[[ SELECTED EXTRACT open ]]
Investigating spectroscopic and copper binding characteristics of dissolved organic matter in wastewater using EEMs with two-dimensional Savitzky-Golay second-order differentiation-PARAFAC.

Dissolved organic matter (DOM) in wastewater interacts with heavy metal particles in aquatic environments, which changes their dynamics and bioavailability. For quantifying the DOM, an excitation-emission matrix (EEM) paired alongside parallel factor analysis (PARAFAC) is typically employed. However, a drawback of PARAFAC has been revealed in recent studies, i.e., the rise of overlapping spectra or wavelength shifts in fluorescent components. Here, traditional EEM-PARAFAC and, for the first time, two-dimensional Savitzky-Golay second-order differential-PARAFAC (2D-SG-2nd-df-PARAFAC) were used to study the DOM-heavy metal binding. The samples from four treatment units of a wastewater treatment plant, i.e., influent, anaerobic, aerobic, and effluent, underwent the process of fluorescence titration with Cu. Four components were separated with dominant peaks in regions I, II, and III (proteins and fulvic acid-like) through PARAFAC and 2D-SG-2nd-df-PARAFAC. A single peak was observed in region V (humic acid-like) by PARAFAC. In addition, Cu-DOM complexation indicated clear differences in DOM compositions. The binding strength increased between Cu and fulvic acid-like components in contrast to protein-like components from influent to the effluent, and increasing fluorescence intensity with the addition of Cu in the effluent indicated changes in their structural composition. Moreover, when comparing both methods, the 2D-SG-2nd-df-PARAFAC provided the components without peak shifts and better fitting for Cu-DOM complexation model, demonstrating it to be a more reliable technique compared to only traditional PARAFAC for DOM characterization and quantifying metal-DOM in wastewater.
[[ SELECTED EXTRACT closed ]]
● TASK OBJECTIVE
Name every treatment unit of the wastewater treatment plant that supplied samples in the abstract. The records that come next are separate material, unrelated to the abstract.
[[ SUPPLIED DATA open ]]
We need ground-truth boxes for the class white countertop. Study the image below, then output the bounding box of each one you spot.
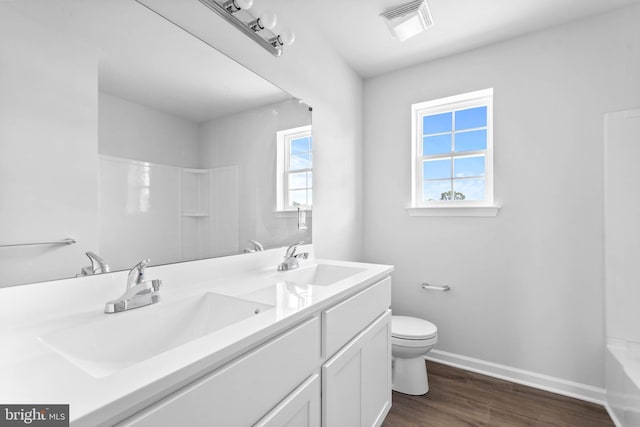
[0,247,393,426]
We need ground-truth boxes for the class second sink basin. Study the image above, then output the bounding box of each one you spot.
[275,263,365,286]
[39,293,272,377]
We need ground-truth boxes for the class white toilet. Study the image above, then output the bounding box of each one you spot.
[391,316,438,396]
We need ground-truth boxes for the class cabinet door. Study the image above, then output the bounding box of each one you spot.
[322,310,391,427]
[255,374,320,427]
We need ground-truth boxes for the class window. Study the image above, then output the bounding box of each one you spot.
[412,89,493,216]
[276,126,313,211]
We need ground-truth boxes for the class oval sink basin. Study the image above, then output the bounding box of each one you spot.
[275,263,366,286]
[39,293,273,377]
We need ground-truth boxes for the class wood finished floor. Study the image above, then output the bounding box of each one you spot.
[382,362,614,427]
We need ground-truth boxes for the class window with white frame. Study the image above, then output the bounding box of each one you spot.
[411,89,493,208]
[276,126,313,211]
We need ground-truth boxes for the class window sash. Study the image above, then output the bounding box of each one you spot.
[412,89,493,207]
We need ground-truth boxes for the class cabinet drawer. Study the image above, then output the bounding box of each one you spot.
[322,310,391,427]
[254,374,320,427]
[322,277,391,358]
[121,317,320,427]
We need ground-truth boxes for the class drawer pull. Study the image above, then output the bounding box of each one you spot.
[420,283,451,292]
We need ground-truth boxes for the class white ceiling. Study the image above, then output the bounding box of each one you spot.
[272,0,639,78]
[8,0,291,122]
[8,0,640,122]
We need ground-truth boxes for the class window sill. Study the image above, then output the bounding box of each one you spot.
[407,205,500,216]
[273,209,313,218]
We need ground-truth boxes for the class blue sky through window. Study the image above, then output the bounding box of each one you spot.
[456,107,487,130]
[422,113,453,135]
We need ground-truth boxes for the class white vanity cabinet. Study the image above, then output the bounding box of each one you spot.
[322,278,391,427]
[119,278,391,427]
[120,317,321,427]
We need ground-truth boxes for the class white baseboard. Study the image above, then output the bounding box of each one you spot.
[604,403,623,427]
[425,349,606,405]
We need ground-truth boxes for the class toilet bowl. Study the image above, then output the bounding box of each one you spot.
[391,316,438,396]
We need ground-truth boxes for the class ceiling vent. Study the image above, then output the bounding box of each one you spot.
[380,0,433,41]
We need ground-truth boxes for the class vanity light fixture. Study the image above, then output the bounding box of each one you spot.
[199,0,296,56]
[380,0,433,42]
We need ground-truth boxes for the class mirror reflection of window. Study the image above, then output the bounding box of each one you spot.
[127,164,151,214]
[287,132,313,208]
[277,126,313,211]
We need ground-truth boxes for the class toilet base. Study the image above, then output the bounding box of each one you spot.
[391,357,429,396]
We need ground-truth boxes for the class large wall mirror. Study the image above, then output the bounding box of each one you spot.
[0,0,312,287]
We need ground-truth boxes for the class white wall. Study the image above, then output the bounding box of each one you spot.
[98,92,199,168]
[0,3,98,287]
[364,7,640,387]
[139,0,362,259]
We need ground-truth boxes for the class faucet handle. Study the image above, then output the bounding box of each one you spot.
[284,242,304,258]
[85,252,111,274]
[127,258,151,288]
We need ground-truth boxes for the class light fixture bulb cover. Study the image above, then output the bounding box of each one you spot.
[278,28,296,46]
[380,0,433,41]
[258,10,278,30]
[233,0,253,10]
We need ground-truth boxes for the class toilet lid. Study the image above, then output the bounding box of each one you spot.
[391,316,438,340]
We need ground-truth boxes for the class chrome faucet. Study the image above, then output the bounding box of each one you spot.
[104,259,162,313]
[244,240,264,254]
[78,252,111,277]
[278,242,309,271]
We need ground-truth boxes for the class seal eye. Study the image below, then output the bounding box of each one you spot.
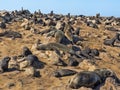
[106,71,111,76]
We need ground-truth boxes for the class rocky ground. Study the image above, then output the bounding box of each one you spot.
[0,10,120,90]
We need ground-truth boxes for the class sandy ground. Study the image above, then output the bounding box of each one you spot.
[0,22,120,90]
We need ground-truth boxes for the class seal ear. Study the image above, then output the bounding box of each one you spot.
[105,71,112,77]
[4,57,11,61]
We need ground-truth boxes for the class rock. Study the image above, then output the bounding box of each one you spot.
[104,38,116,46]
[87,22,98,29]
[0,57,11,73]
[69,71,101,89]
[100,77,120,90]
[0,30,22,38]
[0,22,6,29]
[6,82,15,89]
[24,25,31,30]
[94,68,117,82]
[68,57,79,66]
[22,46,32,57]
[55,22,61,30]
[79,60,97,71]
[53,69,77,77]
[25,55,45,69]
[8,57,19,69]
[24,67,36,77]
[19,61,30,70]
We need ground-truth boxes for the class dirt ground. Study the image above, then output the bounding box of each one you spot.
[0,22,120,90]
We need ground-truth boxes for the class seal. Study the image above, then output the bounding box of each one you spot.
[69,71,101,89]
[22,46,32,57]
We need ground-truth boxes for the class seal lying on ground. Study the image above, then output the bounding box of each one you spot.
[69,69,117,89]
[36,43,81,58]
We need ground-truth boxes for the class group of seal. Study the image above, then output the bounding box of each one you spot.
[0,8,120,89]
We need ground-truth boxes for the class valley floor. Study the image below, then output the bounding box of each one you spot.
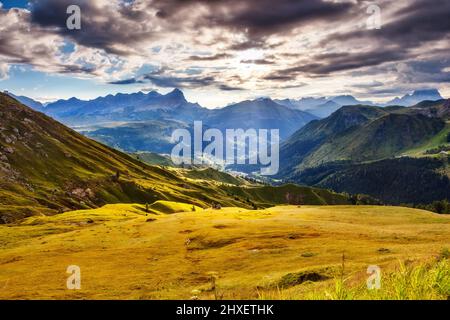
[0,204,450,299]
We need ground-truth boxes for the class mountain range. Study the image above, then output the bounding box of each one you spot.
[279,99,450,204]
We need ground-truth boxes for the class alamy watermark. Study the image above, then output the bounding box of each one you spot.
[171,121,280,176]
[66,4,81,30]
[66,265,81,290]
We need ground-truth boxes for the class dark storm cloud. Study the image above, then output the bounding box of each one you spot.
[109,69,243,91]
[241,59,275,65]
[324,0,450,48]
[31,0,353,54]
[308,0,450,74]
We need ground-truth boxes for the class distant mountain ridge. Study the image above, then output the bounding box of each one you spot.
[384,89,444,107]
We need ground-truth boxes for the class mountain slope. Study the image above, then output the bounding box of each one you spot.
[292,156,450,205]
[280,106,387,176]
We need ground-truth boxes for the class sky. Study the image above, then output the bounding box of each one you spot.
[0,0,450,108]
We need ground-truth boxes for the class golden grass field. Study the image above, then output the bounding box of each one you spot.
[0,202,450,299]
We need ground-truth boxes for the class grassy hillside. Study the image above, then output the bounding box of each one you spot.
[0,204,450,299]
[0,94,352,223]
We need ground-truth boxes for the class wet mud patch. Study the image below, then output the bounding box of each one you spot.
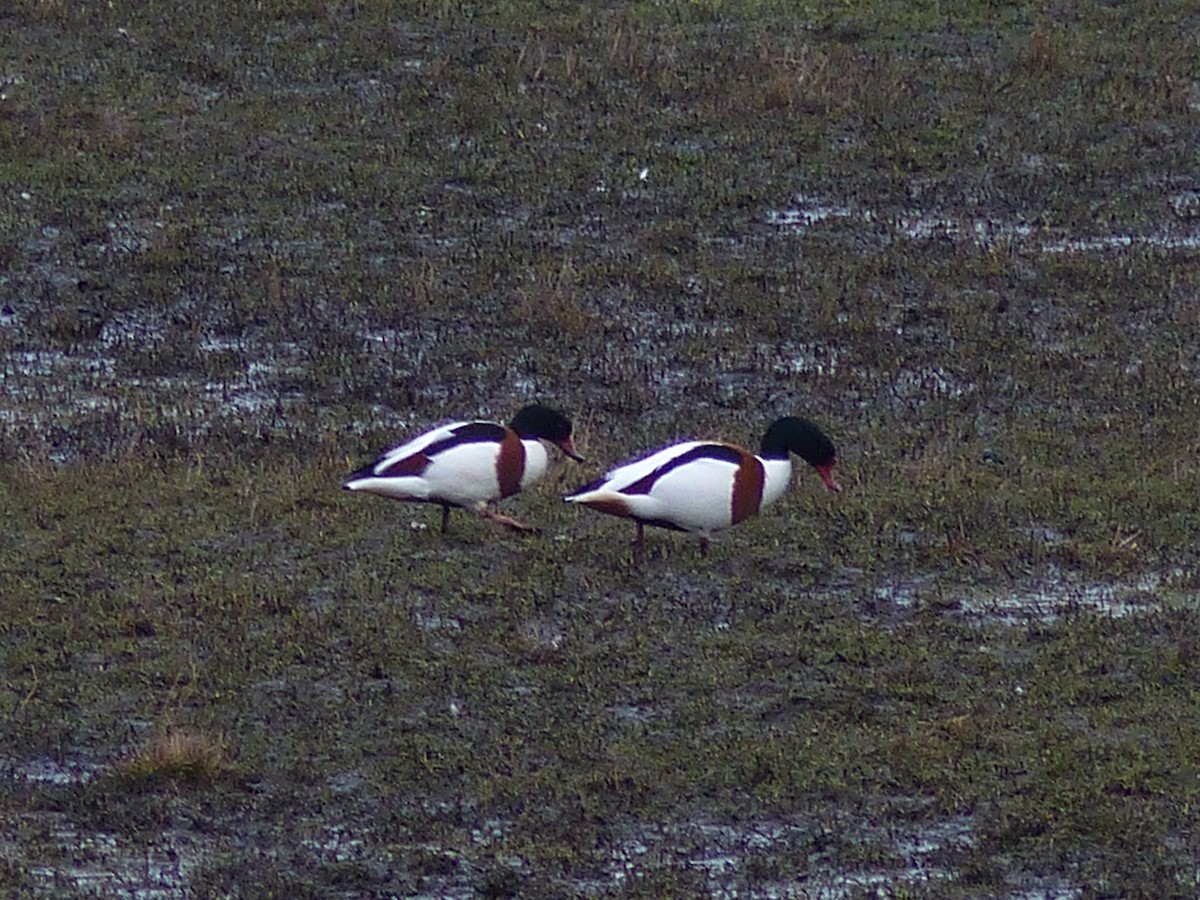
[[ SUPPLIED DATA closed ]]
● TASK ANSWER
Influent, anaerobic, aerobic, and effluent.